Copy each line below containing "oyster".

++++ SUPPLIED MATERIAL ++++

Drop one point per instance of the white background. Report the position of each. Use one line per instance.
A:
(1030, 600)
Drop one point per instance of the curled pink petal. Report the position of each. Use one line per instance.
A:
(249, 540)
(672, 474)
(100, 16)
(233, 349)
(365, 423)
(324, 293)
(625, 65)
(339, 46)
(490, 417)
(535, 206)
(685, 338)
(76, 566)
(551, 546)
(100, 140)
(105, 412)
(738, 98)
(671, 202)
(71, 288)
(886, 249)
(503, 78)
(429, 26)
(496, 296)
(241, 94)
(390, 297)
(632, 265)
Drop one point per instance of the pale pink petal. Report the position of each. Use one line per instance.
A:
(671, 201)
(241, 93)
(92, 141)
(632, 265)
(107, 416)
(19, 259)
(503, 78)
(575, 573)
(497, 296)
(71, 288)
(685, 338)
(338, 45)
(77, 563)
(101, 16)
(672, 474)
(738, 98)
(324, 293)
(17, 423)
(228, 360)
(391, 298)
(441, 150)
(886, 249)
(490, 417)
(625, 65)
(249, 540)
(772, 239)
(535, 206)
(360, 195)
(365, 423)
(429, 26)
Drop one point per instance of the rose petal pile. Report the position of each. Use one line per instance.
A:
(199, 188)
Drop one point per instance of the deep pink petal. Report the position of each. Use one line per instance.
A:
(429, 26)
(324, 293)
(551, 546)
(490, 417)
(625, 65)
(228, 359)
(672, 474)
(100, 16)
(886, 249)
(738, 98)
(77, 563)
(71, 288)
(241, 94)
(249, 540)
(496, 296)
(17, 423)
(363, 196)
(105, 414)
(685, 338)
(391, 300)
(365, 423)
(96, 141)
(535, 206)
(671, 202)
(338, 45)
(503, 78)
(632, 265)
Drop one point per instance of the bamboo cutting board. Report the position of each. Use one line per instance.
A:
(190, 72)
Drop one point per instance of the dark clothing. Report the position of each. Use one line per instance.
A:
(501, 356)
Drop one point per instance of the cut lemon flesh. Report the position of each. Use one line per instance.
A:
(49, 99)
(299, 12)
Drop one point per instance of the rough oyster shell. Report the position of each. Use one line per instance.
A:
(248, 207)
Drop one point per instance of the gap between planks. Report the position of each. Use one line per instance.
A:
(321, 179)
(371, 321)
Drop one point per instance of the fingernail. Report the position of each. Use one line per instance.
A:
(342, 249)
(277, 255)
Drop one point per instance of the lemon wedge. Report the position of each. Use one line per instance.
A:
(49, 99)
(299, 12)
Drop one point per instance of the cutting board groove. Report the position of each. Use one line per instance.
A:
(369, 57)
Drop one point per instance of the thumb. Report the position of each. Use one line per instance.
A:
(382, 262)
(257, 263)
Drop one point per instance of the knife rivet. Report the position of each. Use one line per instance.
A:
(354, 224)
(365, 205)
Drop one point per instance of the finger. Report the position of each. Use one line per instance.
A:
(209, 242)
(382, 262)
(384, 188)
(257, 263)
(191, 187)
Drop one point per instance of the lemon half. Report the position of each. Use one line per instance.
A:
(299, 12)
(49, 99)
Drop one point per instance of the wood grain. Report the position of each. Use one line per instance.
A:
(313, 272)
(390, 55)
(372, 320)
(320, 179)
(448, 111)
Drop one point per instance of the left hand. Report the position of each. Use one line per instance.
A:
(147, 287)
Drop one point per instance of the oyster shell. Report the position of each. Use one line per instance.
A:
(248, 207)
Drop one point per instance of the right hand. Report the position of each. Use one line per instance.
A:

++++

*ANSWER SPACE:*
Drop one point per instance of the rough oyster shell. Report the position of each. Use one line per instance.
Drop one point per instance of the oyster shell. Report the position of each. Use one line per instance.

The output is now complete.